Goal: Scale the rows below, from the start of the rows through the line containing "[96,654,474,711]", inclusive. Reproduce every line in that range and leave the text unchanged, except that each bounding box coordinate in the answers is multiplied by 1.8 and rounded to a whole number, with halves rounded up.

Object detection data
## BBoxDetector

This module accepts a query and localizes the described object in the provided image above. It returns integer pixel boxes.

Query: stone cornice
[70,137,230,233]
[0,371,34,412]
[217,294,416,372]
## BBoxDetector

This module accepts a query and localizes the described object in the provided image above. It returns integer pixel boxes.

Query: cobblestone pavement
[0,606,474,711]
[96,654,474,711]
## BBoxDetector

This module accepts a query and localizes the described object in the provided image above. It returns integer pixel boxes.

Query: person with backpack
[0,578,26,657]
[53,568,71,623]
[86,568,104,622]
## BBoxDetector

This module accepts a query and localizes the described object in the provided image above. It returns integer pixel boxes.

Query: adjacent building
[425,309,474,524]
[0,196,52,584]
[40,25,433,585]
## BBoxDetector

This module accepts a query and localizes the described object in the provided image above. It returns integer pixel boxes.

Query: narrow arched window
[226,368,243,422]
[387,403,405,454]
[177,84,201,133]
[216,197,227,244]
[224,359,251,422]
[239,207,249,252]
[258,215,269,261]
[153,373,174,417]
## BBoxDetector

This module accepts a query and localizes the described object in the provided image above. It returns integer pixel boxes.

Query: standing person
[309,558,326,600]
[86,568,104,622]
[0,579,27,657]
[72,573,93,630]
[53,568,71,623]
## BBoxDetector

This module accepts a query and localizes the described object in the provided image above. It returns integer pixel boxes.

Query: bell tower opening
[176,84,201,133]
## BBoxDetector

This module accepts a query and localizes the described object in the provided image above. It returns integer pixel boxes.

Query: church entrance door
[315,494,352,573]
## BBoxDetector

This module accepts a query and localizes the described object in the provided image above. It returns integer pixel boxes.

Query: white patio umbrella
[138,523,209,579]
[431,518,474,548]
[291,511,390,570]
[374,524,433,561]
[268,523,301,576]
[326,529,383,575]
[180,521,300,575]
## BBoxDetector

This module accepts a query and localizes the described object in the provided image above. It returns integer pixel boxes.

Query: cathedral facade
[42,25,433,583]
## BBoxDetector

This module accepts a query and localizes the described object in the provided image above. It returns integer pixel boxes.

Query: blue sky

Full response:
## BBoxDetector

This module accepts a query and localizes the described object in the provided image above. It returns integer pixel boxes.

Query: stone cornice
[126,247,414,419]
[0,668,61,742]
[391,529,749,670]
## BBoxDetector

This module accepts a query and localizes the described object in the provided image above. It returns integer pixel boxes.

Query: cobblestone pavement
[0,1091,853,1280]
[173,1177,853,1280]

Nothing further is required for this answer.